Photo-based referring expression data

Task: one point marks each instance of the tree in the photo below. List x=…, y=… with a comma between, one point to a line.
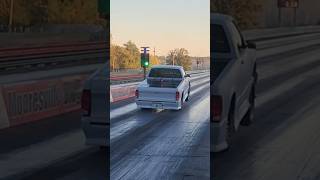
x=180, y=57
x=4, y=11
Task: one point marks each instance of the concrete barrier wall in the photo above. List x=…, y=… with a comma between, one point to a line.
x=34, y=100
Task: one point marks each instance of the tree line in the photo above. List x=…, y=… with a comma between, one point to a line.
x=35, y=12
x=244, y=11
x=128, y=56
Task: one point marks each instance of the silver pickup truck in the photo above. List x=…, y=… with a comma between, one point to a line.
x=233, y=80
x=166, y=87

Your objective: Output each record precisely as it appears, and drop every picture.

Task solution:
Task: one point marks each instance of the tree in the photo below. List x=…, y=… with a comma between, one point to a line.
x=180, y=57
x=4, y=11
Task: one point marks each instance of the concrete barrier wall in the photo above. List x=…, y=… with a comma between, one point to a line.
x=34, y=100
Task: one point marks each instance of the tree line in the photo above. List x=…, y=… with a comma between, one point to a line.
x=35, y=12
x=244, y=11
x=128, y=56
Task: one point marks each instance of the silver pickup truck in the photo above. List x=…, y=… with a comma between, one point to a line.
x=233, y=80
x=166, y=87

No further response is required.